● **Written task**
Extract every line of the material below that contains the string "green", matching case exactly.

## begin

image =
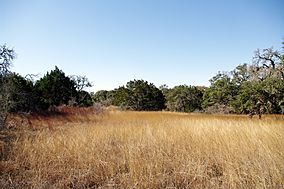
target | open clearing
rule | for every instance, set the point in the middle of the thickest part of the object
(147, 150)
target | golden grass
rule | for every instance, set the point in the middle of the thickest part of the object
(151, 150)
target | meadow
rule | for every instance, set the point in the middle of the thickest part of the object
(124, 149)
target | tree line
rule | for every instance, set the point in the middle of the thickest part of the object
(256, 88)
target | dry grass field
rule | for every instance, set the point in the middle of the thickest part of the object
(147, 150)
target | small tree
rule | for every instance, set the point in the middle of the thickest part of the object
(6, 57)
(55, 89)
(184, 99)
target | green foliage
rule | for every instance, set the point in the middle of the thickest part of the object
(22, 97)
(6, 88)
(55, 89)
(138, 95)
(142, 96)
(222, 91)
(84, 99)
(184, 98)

## end
## begin

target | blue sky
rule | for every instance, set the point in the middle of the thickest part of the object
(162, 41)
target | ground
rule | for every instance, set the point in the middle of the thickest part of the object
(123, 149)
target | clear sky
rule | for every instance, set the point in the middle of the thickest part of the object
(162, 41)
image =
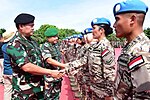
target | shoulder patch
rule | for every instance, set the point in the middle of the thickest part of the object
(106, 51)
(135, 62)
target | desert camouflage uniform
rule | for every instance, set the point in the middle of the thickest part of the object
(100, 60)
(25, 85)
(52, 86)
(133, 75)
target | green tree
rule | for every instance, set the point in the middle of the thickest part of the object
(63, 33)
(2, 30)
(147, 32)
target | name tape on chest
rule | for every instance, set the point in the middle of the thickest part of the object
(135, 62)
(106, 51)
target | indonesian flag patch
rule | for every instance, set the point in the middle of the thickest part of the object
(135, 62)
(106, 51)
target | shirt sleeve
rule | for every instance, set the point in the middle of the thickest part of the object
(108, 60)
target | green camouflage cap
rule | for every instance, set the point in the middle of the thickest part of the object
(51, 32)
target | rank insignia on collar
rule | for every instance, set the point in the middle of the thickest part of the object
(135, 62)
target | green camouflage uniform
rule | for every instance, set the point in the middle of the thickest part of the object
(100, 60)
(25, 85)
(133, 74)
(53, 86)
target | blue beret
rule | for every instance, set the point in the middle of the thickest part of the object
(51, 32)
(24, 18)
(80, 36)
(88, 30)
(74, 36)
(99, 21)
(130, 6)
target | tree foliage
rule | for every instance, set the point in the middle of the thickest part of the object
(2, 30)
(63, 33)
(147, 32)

## end

● **Solution to this exercise**
target | green foliage
target | green tree
target | green camouflage cap
target | green camouflage uniform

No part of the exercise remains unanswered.